**What to work on**
[1] Using the interview on dolphin captivity below, decide whether each statement agrees with it: (a) Dr. Marino is a faculty affiliate of the Center for Ethics at Emory University; (b) she says the largest tank in the world is about one percent of the natural range of most dolphins and whales; (c) she says peer-reviewed studies have found lowered stress hormones in captive dolphins and whales. Answer yes or no for each, and quote the words that decide it.
[2] In the interview on dolphin captivity that follows, turn the paragraph beginning "I don't need to give my opinion" into a short list that keeps its main facts.

--- Start of Excerpt provided ---

In Opposition to Dolphin Captivity
A Conversation with Dr. Lori Marino, Emory University

Dr. Lori Marino is a neuroscientist and Senior Lecturer in the Department of Psychology and faculty affiliate of the Center for Ethics at Emory University. We asked her about the ethics of keeping dolphins in captivity. Check out our interview below. To find out more about Dr. Marino, visit her bio.

Some experts say that dolphins in captivity behave just like, or nearly like, dolphins in the wild. What's your opinion?
I don't need to give my opinion because there's an abundance of evidence that shows that dolphins and whales in captivity show a lot of the same abnormal behaviors that are exhibited by other animals in captivity. These include things like stereotypies where they do repeated movements, self mutilation and just basically other behaviors associated with being psychologically disturbed. There are also several peer-reviewed studies that have shown elevated stress hormones in dolphins and whales in captivity.

So there really is no way that an artificial setting could provide an opportunity for the range of natural behaviors that dolphins enjoy in the wild, just from a physical point of view. The largest tank in the world is something like less than one ten-thousandth of one percent of the natural range of most dolphins and whales. So there's physically no way that these animals could exhibit natural behaviors in captivity.

--- End of Excerpt provided ---
--- Start of Supplied material ---

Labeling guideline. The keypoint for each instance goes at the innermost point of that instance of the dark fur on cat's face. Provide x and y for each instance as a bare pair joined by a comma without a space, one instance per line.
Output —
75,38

--- End of Supplied material ---

**Full solutions**
[1]
(a) Yes: "faculty affiliate of the Center for Ethics at Emory University"
(b) No: "less than one ten-thousandth of one percent of the natural range of most dolphins and whales"
(c) No: "elevated stress hormones in dolphins and whales in captivity"

[2]
- There is abundant evidence that captive dolphins and whales show many of the same abnormal behaviors seen in other captive animals.
- These behaviors include stereotypies (repeated movements), self-mutilation, and other behaviors linked to psychological disturbance.
- Several peer-reviewed studies have shown elevated stress hormones in captive dolphins and whales.